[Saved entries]
§ §
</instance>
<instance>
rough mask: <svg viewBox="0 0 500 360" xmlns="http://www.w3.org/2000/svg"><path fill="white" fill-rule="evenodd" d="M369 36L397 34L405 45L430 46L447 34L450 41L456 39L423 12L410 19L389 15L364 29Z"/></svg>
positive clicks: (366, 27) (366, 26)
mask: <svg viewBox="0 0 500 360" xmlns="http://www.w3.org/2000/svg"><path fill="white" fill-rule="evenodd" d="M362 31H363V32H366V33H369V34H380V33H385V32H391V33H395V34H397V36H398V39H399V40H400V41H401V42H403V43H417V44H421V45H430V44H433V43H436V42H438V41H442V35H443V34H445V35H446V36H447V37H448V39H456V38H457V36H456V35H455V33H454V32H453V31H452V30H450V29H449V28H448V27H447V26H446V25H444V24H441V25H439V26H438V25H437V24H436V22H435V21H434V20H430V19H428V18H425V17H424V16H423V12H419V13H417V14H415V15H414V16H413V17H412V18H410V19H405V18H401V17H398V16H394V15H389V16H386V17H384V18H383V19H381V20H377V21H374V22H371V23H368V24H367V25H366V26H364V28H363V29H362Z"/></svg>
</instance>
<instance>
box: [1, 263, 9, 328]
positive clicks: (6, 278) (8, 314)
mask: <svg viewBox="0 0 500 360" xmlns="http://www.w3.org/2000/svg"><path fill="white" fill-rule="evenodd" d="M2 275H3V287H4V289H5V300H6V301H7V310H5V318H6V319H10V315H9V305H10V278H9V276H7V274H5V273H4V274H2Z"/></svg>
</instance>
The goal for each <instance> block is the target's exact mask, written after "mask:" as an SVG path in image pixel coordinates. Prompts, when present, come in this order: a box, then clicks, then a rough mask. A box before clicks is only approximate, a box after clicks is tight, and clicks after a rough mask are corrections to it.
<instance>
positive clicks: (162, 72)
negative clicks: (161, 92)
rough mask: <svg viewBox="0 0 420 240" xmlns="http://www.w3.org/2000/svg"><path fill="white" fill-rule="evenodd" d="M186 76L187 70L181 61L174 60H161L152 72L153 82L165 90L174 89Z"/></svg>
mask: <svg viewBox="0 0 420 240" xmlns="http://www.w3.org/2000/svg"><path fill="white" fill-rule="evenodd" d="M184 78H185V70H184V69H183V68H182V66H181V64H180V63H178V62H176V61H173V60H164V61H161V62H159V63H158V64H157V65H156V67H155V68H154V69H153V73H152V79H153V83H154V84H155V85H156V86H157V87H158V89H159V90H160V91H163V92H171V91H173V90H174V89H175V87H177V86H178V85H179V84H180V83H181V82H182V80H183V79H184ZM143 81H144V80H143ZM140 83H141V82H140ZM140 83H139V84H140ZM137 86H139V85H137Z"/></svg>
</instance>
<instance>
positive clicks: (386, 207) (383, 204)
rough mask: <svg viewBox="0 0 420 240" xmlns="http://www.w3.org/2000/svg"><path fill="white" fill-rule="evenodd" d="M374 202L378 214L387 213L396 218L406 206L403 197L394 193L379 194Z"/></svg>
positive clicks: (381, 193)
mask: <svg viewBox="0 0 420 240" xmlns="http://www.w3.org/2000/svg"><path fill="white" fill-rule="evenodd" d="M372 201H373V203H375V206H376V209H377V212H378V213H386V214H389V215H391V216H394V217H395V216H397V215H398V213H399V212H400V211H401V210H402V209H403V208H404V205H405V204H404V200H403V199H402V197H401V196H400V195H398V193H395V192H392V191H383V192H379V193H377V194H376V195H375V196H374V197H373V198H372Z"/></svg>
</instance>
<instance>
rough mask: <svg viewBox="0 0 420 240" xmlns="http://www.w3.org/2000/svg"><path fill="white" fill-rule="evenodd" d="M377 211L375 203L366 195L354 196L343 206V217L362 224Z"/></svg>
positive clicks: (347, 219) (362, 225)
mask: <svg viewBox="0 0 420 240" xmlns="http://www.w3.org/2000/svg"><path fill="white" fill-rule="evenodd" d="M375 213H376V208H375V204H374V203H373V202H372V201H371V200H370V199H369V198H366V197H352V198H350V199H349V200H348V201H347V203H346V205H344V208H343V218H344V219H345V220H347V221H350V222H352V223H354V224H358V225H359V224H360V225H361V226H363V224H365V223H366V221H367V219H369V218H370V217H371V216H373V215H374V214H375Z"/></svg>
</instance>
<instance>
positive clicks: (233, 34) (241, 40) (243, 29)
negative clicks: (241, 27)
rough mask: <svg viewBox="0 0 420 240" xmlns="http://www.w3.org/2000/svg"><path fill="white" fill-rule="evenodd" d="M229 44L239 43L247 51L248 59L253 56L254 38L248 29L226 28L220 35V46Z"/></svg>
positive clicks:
§ §
*WORK TO COMPLETE*:
Write down again, exactly as given, only the lines above that fall from the line with "negative clicks: (161, 92)" to the line with "202L378 214L387 213L396", inclusive.

*TASK RESPONSE*:
negative clicks: (161, 92)
rough mask: <svg viewBox="0 0 420 240" xmlns="http://www.w3.org/2000/svg"><path fill="white" fill-rule="evenodd" d="M186 76L187 70L181 61L174 60H161L152 72L153 82L165 90L174 89Z"/></svg>
mask: <svg viewBox="0 0 420 240" xmlns="http://www.w3.org/2000/svg"><path fill="white" fill-rule="evenodd" d="M184 78H185V70H184V69H183V68H182V66H181V64H180V63H178V62H176V61H173V60H164V61H161V62H159V63H158V64H157V65H156V67H155V68H154V69H153V73H152V79H153V83H154V84H155V85H156V86H157V87H158V89H159V90H160V91H163V92H171V91H173V90H174V89H175V87H177V86H178V85H179V84H180V83H181V82H182V80H183V79H184ZM143 81H144V80H143ZM140 83H141V82H140ZM140 83H139V84H140ZM137 86H139V85H137Z"/></svg>
</instance>
<instance>
positive clicks: (386, 207) (383, 204)
rough mask: <svg viewBox="0 0 420 240" xmlns="http://www.w3.org/2000/svg"><path fill="white" fill-rule="evenodd" d="M374 202L378 214L387 213L396 218L406 206L403 197L394 193L379 194Z"/></svg>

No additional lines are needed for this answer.